- Task set
1. In the passage about Barry Edward O’Meara below, repeat word for word the part that begins at the words "There in 1822" and stops after the words "of Lord Byron.".
2. Using the passage about Barry Edward O’Meara below, explain in one to three sentences why Napoleon invited O’Meara to serve as his physician on St. Helena.
3. According to the passage about Barry Edward O’Meara below, who took over as governor of St. Helena in April 1816?

***** Document segment

Sharing Napoleon’s exile in St. Helena was an Irishman, Barry Edward O’Meara, a British Navy surgeon. O’Meara was born in Newtownpark House in Blackrock, Co. Dublin in 1786. He studied medicine at Trinity and the Royal College of Surgeons and joined the army as a medic in 1804. He distinguished himself in fighting in Sicily before being court-martialled for his part in a duel in 1807. He had acted as a second to one of the participants and was kicked out of the army. What’s a young man to do? Well obviously … join the Navy. This he did almost immediately. He was still a naval surgeon in 1815 when he found himself in the right place at the right time.

Napoleon Bonaparte had been defeated at the Battle of Waterloo and was trying to escape to America where he would probably have made a fortune on the lecture circuit. Finding his way barred by a naval vessel called the HMS Bellerophon he surrendered to the commander of that ship. The vessel’s surgeon was Dr. Barry Edward O’Meara. The unemployed Emperor was impressed by the young Irishman’s linguistic and medical skills and invited him to act as his physician in the exciting new opportunity he was being offered by the British government on St. Helena. O’Meara accepted and over the next three years the two men became good friends.

O’Meara did not enter the arrangement wide-eyed and innocent. During his time with Napoleon he kept a diary with a view to future publication. The two men fared well enough on their new volcanic home under the first two post-war governors of the island. But then in April 1816 a fellow countryman of O’Meara’s. Sir Hudson Lowe from Galway, took over the position and proved himself to be a Francophobe martinet. He introduced a more spartan regime than that of his predecessors that only became even more restrictive when rumours reached the island of a plot to spring Napoleon yet again. O’Meara’s relationship with Lowe deteriorated rapidly and when he was asked to spy on Bonaparte by the Governor he returned to England.

There in 1822 he wrote Napoleon in Exile, or A Voice From St. Helena in which the hero is the late emperor (Napoleon had died the previous year possibly of stomach cancer, possibly of arsenic poisoning) and the villain is Hudson Lowe. The volume led to his name being removed from the list of naval surgeons but also attracted much support, including that of Lord Byron.

**********
***** Source data

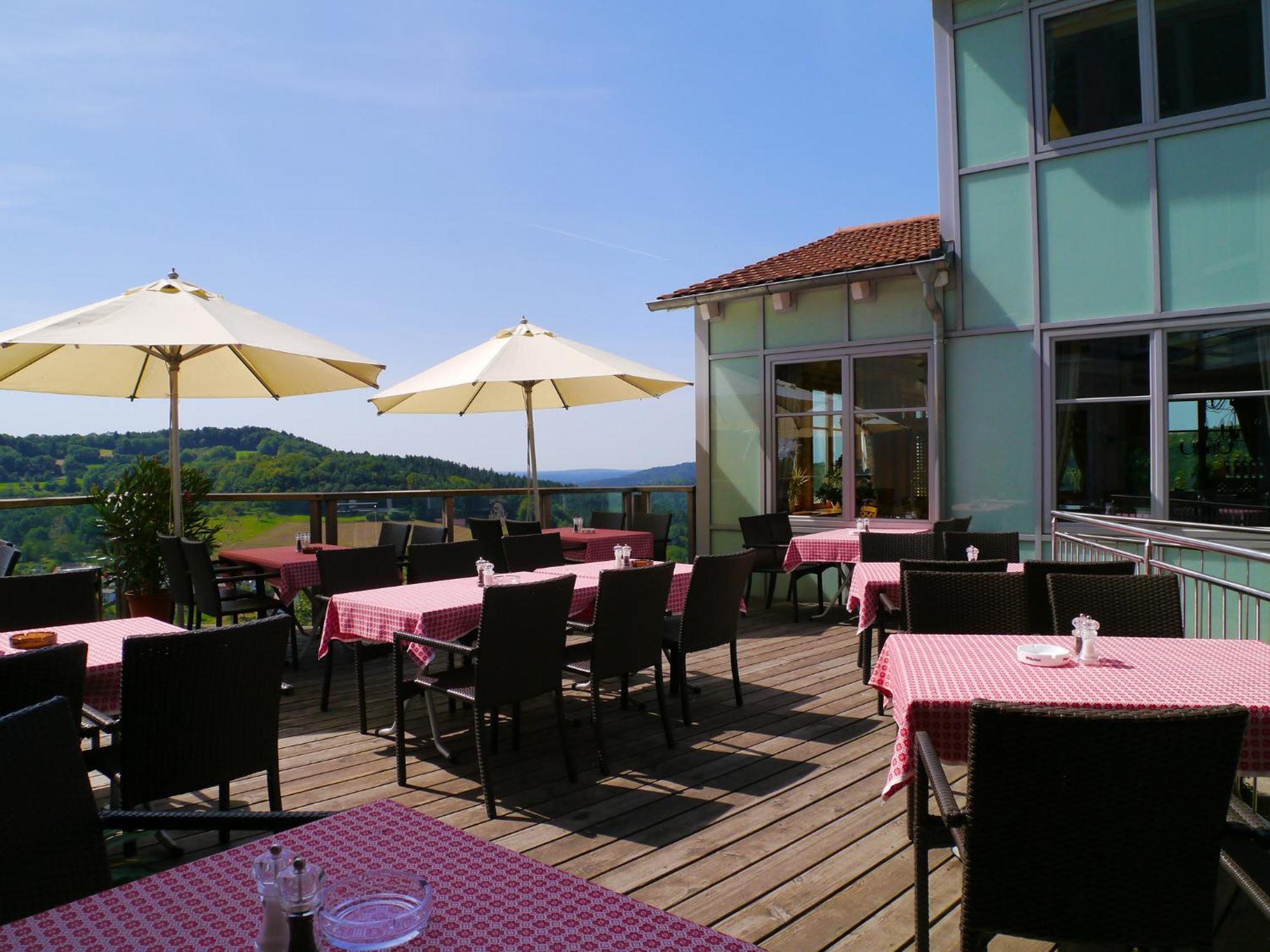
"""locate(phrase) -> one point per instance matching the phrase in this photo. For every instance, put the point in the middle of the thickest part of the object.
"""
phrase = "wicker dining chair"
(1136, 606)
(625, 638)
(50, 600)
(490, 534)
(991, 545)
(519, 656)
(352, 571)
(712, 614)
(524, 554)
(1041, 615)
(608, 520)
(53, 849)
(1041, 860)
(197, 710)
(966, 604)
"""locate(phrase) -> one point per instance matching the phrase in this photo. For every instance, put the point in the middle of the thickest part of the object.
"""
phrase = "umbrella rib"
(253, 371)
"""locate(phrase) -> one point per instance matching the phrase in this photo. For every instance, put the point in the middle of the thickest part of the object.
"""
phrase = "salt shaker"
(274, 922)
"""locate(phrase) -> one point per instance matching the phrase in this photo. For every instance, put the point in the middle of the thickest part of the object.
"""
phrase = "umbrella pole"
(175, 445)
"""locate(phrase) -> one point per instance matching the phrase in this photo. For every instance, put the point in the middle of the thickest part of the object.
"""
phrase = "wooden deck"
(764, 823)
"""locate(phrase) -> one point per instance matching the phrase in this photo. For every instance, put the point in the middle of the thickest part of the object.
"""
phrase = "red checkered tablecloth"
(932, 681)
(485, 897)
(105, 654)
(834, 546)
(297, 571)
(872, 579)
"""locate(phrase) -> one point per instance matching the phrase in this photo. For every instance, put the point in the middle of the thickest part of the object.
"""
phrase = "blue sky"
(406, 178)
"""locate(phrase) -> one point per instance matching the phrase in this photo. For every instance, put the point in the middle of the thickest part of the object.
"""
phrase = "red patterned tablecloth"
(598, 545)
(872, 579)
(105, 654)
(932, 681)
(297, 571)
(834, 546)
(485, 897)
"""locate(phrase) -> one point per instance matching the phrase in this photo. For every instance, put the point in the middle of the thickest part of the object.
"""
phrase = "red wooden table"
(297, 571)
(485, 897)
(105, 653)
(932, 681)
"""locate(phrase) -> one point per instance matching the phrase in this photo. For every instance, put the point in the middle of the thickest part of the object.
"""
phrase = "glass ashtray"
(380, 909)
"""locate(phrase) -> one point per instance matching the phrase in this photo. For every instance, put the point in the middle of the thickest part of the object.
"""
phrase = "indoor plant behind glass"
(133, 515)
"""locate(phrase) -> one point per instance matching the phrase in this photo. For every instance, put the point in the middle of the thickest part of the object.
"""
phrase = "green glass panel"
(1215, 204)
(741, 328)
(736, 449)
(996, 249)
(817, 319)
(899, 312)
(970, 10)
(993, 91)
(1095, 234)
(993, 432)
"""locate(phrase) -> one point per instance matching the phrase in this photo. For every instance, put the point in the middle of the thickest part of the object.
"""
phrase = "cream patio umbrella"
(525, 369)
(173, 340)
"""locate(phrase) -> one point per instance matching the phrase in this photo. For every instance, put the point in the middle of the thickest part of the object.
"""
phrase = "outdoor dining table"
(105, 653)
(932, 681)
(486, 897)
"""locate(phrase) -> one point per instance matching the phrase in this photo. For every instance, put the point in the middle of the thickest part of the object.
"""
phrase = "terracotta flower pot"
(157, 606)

**********

- Completed exercise
1.
There in 1822 he wrote Napoleon in Exile, or A Voice From St. Helena in which the hero is the late emperor (Napoleon had died the previous year possibly of stomach cancer, possibly of arsenic poisoning) and the villain is Hudson Lowe. The volume led to his name being removed from the list of naval surgeons but also attracted much support, including that of Lord Byron.

2. Napoleon was impressed by the young Irishman’s linguistic and medical skills. O’Meara was the surgeon on HMS Bellerophon, the vessel to whose commander Napoleon had surrendered.

3. Sir Hudson Lowe from Galway.